### Task description
For every line in the records below that holds "residential", make a copy.

*** Source material

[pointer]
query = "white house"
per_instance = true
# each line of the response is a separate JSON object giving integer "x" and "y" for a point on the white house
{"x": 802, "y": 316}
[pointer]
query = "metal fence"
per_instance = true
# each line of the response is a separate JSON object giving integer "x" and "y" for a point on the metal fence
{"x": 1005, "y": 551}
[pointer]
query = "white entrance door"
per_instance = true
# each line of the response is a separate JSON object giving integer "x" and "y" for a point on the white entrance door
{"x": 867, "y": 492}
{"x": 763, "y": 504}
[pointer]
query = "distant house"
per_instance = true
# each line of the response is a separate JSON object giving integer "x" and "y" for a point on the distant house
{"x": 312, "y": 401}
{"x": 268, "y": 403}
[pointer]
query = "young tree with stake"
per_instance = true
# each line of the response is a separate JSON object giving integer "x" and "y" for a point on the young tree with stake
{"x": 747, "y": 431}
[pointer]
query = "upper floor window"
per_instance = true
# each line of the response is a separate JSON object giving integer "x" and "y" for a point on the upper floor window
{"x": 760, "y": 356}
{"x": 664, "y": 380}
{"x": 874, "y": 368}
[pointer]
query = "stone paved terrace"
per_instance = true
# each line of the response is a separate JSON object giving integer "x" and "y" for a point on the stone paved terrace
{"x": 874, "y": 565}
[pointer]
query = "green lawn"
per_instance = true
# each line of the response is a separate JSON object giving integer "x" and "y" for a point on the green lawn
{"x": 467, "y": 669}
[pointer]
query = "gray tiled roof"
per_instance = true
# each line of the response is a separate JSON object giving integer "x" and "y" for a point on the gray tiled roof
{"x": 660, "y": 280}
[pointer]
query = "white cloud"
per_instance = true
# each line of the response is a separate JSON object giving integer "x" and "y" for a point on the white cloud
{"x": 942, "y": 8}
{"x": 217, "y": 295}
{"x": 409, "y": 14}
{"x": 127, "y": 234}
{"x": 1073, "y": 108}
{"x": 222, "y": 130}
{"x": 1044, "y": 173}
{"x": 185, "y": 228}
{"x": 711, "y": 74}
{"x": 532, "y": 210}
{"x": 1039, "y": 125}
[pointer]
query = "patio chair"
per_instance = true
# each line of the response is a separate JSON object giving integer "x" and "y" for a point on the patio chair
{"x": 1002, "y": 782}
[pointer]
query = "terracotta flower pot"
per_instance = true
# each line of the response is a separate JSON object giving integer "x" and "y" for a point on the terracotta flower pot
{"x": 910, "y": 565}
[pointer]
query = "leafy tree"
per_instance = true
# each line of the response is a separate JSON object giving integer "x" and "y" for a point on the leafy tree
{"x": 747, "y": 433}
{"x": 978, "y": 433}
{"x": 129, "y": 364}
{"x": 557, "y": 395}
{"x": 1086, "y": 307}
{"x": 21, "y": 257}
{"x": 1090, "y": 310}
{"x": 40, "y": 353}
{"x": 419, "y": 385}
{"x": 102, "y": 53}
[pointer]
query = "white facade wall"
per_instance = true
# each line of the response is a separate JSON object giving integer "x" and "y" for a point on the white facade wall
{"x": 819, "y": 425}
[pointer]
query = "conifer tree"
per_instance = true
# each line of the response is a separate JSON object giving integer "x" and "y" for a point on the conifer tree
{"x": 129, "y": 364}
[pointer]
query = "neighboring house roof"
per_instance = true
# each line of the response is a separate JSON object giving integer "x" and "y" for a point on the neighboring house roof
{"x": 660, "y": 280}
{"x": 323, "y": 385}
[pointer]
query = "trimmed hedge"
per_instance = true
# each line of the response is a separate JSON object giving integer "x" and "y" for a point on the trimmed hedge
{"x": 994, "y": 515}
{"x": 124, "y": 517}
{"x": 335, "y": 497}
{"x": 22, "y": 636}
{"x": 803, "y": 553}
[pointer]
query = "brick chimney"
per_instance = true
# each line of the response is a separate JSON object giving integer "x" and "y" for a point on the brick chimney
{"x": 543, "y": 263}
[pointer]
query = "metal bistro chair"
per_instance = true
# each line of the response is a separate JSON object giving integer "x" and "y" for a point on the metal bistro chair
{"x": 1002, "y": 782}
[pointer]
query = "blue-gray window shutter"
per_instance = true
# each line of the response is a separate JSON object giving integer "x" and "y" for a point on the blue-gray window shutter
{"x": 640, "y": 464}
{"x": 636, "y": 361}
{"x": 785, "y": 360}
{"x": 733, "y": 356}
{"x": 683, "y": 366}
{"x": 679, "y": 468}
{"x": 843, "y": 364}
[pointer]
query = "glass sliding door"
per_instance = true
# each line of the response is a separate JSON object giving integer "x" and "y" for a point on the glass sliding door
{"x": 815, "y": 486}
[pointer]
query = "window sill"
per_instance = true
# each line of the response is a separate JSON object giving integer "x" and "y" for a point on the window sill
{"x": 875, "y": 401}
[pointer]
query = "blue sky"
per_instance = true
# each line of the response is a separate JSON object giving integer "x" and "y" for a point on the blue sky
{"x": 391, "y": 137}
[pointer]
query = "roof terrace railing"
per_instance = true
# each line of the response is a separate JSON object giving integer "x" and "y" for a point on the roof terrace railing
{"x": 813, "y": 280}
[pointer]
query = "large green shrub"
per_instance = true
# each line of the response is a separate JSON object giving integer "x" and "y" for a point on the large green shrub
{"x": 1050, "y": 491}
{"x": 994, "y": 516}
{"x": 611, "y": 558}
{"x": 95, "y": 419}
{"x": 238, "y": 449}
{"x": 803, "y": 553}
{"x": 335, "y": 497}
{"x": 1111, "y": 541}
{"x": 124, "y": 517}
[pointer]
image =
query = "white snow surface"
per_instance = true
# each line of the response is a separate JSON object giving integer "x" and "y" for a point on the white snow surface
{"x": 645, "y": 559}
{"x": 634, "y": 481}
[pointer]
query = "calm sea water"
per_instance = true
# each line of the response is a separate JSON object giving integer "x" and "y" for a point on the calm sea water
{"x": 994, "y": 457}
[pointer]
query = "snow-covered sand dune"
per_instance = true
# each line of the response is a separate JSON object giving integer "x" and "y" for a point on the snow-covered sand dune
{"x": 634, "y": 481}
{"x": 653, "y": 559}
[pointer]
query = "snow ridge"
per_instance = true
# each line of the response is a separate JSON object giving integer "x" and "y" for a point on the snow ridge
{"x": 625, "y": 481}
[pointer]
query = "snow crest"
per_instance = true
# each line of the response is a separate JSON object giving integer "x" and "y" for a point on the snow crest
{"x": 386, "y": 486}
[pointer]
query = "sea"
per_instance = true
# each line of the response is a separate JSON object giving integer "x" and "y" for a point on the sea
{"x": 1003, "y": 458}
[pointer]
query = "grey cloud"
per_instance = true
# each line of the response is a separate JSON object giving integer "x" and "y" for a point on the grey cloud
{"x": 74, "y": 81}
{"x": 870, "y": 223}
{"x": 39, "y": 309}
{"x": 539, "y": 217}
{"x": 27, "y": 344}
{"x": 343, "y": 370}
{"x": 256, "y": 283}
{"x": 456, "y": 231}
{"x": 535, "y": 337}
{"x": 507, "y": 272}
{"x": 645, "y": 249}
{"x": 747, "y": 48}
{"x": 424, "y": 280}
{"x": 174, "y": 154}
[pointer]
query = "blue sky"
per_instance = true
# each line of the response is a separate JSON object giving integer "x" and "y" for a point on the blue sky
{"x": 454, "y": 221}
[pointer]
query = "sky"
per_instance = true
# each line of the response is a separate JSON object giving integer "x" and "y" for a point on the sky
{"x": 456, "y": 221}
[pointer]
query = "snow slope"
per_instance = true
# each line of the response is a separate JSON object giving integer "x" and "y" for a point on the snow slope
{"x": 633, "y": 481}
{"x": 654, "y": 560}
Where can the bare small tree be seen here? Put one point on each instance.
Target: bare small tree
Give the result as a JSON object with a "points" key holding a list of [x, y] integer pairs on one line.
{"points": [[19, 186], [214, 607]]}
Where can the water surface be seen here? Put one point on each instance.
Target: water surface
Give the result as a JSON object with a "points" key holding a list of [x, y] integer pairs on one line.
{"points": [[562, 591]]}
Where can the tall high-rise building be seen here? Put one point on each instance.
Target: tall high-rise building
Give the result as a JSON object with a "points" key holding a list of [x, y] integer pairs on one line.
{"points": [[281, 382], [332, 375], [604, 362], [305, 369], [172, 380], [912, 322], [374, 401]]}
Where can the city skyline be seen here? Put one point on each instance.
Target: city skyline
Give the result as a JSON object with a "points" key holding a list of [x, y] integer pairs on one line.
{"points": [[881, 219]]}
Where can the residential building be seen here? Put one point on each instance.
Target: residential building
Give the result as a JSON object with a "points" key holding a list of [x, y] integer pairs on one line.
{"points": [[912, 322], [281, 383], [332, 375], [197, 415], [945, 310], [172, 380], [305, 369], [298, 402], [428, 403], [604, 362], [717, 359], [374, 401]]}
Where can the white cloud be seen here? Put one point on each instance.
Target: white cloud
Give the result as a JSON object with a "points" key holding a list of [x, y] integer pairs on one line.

******

### Solved problem
Where can the residential building be seen here? Put one point on each instance.
Target: residential building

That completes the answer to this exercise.